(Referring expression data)
--------------------------------------------------

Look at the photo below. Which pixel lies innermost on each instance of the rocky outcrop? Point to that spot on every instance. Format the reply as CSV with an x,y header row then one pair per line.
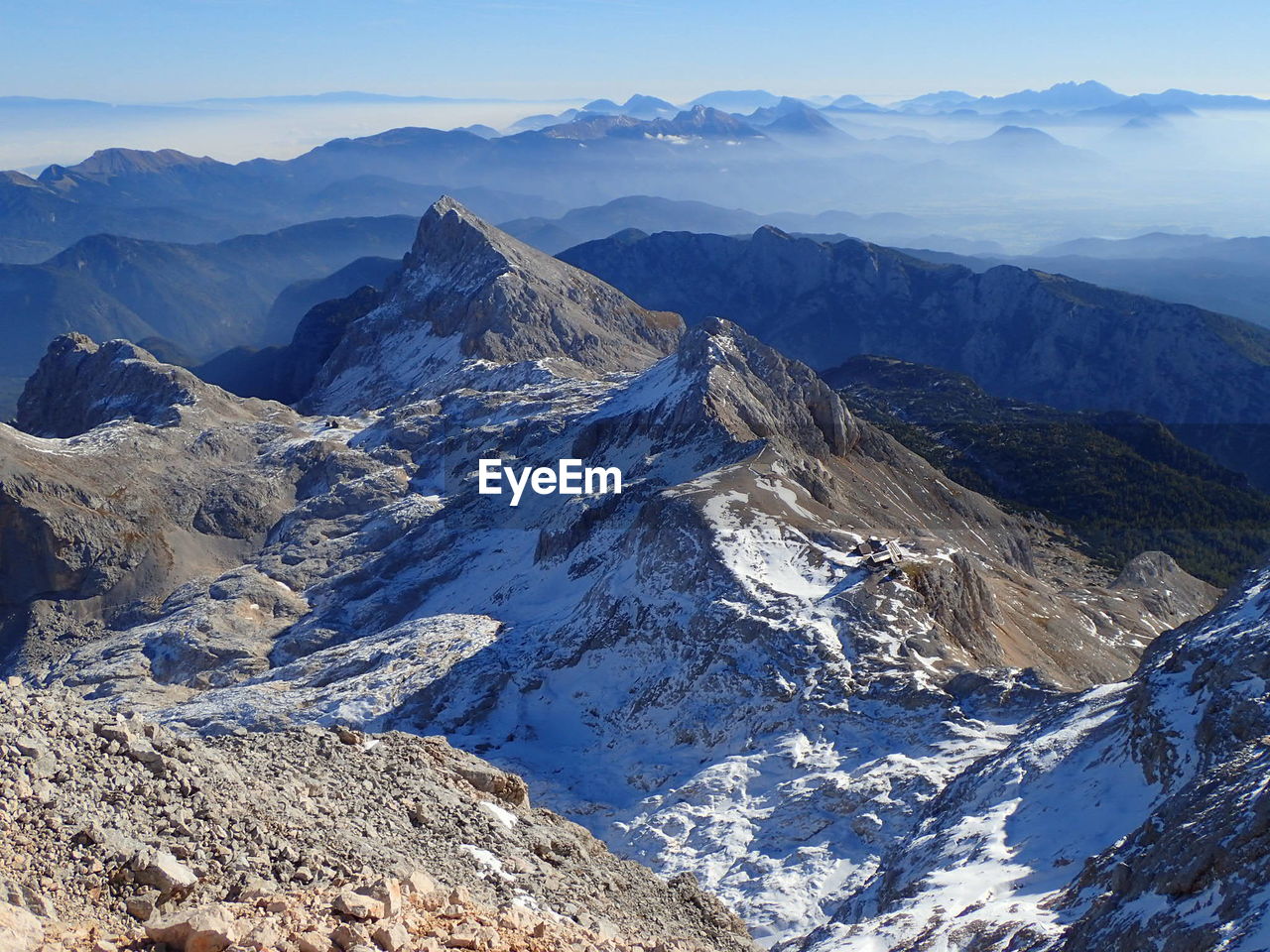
x,y
287,373
117,828
1134,816
1019,333
149,479
470,291
80,385
703,667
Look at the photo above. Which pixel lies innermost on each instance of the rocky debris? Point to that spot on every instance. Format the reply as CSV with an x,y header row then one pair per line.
x,y
19,929
707,645
257,842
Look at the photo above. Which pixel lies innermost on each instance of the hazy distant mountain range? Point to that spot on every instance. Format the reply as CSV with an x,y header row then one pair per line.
x,y
1023,334
1230,276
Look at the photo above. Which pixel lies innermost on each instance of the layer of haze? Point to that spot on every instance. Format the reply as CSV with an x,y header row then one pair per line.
x,y
176,50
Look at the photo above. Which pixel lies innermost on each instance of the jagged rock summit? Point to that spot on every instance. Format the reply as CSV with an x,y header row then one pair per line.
x,y
80,385
468,291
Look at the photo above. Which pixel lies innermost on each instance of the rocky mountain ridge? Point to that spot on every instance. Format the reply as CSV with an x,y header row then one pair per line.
x,y
1021,334
705,669
1134,816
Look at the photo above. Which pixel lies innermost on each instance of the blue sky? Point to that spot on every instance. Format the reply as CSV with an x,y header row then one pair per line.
x,y
172,50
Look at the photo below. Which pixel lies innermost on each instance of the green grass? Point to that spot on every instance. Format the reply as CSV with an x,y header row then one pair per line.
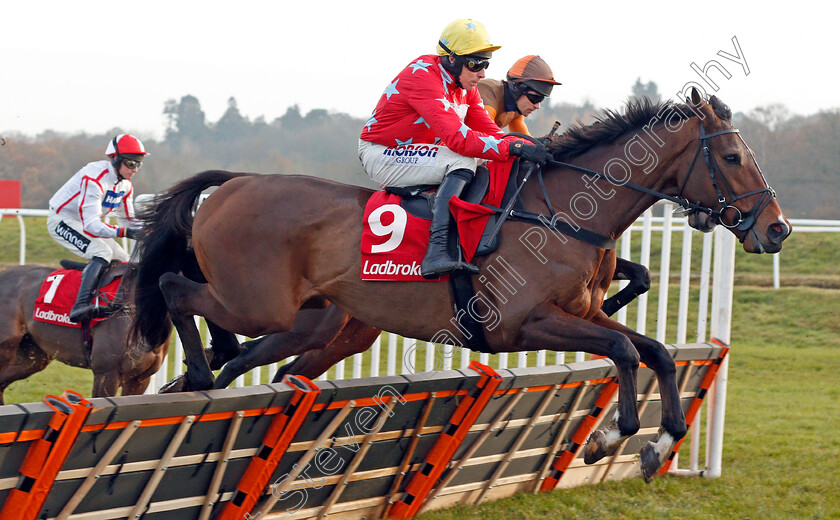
x,y
781,448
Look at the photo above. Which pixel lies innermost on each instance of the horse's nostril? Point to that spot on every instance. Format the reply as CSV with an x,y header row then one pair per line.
x,y
778,232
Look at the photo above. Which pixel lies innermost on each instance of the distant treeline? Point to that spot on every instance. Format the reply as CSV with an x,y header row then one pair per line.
x,y
799,154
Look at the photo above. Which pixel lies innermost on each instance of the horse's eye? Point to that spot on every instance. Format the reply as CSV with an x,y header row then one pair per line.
x,y
732,158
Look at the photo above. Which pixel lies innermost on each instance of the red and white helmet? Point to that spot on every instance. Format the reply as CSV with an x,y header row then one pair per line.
x,y
125,144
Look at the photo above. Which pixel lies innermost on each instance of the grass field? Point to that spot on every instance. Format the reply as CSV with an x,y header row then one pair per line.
x,y
781,448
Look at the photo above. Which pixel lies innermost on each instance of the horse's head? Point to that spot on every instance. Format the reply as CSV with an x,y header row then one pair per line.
x,y
726,180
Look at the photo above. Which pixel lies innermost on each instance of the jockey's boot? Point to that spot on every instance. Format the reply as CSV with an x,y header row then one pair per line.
x,y
85,307
438,261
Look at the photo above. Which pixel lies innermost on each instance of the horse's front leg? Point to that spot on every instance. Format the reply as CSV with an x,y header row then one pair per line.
x,y
673,427
548,327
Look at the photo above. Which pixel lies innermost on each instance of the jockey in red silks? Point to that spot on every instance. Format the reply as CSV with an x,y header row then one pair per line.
x,y
430,126
78,207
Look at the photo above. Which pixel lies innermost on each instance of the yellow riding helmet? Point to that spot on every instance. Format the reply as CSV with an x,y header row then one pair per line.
x,y
464,37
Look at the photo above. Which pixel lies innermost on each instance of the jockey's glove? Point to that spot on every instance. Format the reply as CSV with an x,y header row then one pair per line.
x,y
534,152
133,233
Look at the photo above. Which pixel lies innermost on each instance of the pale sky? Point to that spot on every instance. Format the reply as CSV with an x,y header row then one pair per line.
x,y
95,65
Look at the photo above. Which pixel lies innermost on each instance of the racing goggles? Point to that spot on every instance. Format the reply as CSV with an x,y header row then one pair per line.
x,y
132,164
475,63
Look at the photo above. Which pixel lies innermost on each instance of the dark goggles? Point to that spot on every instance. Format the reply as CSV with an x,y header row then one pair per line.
x,y
534,97
131,163
475,64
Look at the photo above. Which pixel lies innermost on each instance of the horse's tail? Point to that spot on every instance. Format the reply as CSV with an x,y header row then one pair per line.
x,y
165,248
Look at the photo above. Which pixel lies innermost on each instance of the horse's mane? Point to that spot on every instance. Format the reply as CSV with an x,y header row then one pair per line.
x,y
610,125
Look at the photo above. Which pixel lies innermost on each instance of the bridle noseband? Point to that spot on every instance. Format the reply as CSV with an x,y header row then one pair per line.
x,y
744,221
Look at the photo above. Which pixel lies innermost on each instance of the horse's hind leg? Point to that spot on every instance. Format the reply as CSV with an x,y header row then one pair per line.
x,y
354,338
313,330
673,427
180,294
224,345
28,359
548,327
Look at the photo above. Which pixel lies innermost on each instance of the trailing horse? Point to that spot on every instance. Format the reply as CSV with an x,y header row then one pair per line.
x,y
28,345
269,246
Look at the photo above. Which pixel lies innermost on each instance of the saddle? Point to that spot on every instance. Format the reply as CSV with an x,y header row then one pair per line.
x,y
417,201
116,269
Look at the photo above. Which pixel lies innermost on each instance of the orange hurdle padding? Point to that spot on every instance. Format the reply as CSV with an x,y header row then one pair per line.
x,y
561,463
694,407
275,443
46,456
450,438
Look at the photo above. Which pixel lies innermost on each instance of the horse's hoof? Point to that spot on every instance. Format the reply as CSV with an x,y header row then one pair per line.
x,y
596,447
650,461
174,386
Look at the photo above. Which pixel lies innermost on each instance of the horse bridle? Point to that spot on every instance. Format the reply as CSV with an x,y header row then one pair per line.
x,y
744,221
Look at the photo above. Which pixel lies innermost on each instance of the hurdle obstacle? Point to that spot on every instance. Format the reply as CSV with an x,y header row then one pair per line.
x,y
373,448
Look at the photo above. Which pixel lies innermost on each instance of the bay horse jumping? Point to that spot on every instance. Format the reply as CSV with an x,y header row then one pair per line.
x,y
320,338
27,346
269,246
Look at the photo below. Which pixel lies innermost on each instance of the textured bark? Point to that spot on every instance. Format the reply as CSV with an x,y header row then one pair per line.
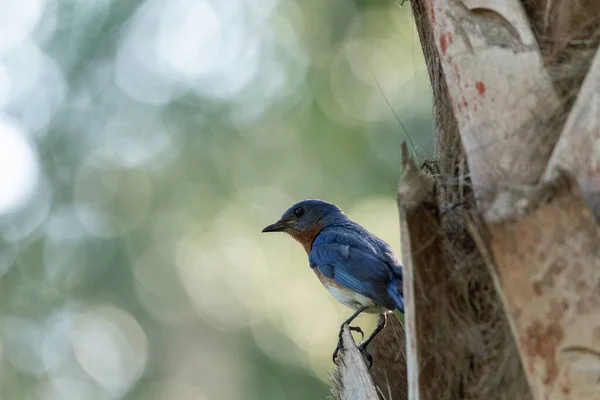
x,y
546,258
511,109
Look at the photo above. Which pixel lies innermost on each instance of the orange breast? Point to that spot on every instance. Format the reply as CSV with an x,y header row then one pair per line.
x,y
306,239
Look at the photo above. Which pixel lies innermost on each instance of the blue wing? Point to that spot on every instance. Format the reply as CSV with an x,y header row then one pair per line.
x,y
357,263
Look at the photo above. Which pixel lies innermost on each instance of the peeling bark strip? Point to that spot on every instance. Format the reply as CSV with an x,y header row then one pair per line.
x,y
422,257
492,64
353,380
581,137
389,361
547,266
387,374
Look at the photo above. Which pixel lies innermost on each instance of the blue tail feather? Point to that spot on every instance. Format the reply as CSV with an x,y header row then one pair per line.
x,y
394,290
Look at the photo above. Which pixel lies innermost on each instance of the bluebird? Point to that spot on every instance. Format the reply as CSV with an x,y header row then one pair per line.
x,y
359,269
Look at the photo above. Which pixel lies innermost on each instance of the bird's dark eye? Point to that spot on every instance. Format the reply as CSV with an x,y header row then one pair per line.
x,y
298,212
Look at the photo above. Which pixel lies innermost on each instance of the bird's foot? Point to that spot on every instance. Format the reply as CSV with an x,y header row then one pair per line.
x,y
357,329
363,350
339,345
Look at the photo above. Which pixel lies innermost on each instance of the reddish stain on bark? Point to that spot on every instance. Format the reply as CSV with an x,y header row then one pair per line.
x,y
457,73
480,88
443,44
541,342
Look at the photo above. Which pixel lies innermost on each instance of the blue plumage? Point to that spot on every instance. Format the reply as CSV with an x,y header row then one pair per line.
x,y
354,258
357,268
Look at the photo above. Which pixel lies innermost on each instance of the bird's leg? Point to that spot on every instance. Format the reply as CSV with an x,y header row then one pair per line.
x,y
352,328
381,321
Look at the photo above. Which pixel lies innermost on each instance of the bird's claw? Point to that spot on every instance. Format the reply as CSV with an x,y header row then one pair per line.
x,y
363,350
339,345
357,329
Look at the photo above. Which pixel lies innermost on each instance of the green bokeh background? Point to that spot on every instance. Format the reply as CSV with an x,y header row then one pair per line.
x,y
159,138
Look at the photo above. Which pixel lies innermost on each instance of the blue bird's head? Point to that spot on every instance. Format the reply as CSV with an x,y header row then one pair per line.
x,y
307,217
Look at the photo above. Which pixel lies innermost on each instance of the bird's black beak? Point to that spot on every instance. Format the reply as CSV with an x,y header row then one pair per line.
x,y
278,226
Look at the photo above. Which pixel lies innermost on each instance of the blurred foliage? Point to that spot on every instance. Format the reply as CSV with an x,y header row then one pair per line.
x,y
144,145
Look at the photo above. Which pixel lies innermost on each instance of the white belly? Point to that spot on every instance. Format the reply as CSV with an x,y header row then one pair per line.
x,y
352,299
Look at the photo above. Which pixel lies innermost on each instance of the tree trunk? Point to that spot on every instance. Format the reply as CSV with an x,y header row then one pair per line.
x,y
500,238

--------------------------------------------------

» **TASK GOAL**
Beginning with the line that contains "the blue bird's", each line of the records above through the last one must be printed word for word.

» **TASK ANSWER**
Look at the photo above. Which pixel lies innermost on each instance of the blue bird's head? Point to that spot on every instance. Format the reply as CSV with an x,y header row then one pair per line.
x,y
307,217
Look at the photo above. Which pixel lies innermost on each instance of the bird's black beak? Point to that spot on every instance. Format the reply as CSV with an x,y header row then one pair per line.
x,y
278,226
Look at the photo above. Which pixel lies innermost on each instance of the blurred foliage? Point to that spot on every instance. Format the reply as CSV with an x,y header row then one pair per line.
x,y
144,145
Look at the photo above. Which pixel lies innermost on each instance of the white belly? Point to that spot on every instance. Format the reply as CSV with an x,y header row then one pair per line.
x,y
352,299
Look at the photo above. Which pixel lies innermost on each instance of the tree trunk? Point to that spot on every instance. Format the reply as CSV with an x,y header row then one pair per line.
x,y
500,238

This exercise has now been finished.